## Set problem
Can you update the material below, replacing "one point per instance" with "one coordinate pair per instance" wherever it occurs and keeping every other line the same?

## Given entries

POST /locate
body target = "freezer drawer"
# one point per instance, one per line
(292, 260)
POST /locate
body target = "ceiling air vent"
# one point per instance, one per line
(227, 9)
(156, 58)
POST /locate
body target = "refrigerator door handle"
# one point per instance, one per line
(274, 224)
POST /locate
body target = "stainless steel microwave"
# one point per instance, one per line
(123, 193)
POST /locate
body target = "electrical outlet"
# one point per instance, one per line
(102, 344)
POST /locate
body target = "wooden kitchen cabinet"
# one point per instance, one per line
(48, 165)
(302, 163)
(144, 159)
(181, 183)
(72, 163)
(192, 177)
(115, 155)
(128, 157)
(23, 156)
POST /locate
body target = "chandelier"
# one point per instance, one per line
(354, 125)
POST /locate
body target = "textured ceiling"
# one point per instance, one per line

## Result
POST /locate
body target = "freezer drawer"
# one coordinate pair per instance, one per line
(292, 260)
POST /locate
body target = "ceiling air vent"
# one coordinate pair per instance, one per line
(227, 9)
(156, 58)
POST /locate
body target = "refrigerator door handle"
# one coordinate pair per instance, one per line
(274, 224)
POST /locate
body target = "stainless steel microwave"
# one coordinate pair per instance, one per line
(123, 193)
POST /locate
body target = "electrical outlet"
# one coordinate pair per instance, one per line
(102, 344)
POST /locate
body target = "wooden kitchen cabinet"
# one coordinate pair per instance, one per line
(48, 165)
(302, 163)
(144, 159)
(181, 183)
(72, 163)
(192, 177)
(115, 155)
(128, 157)
(23, 156)
POST /locate
body target = "chandelier"
# one coordinate pair per instance, one per line
(354, 125)
POST /locate
body target = "textured ceiling"
# one coordinate pair per instance, one per line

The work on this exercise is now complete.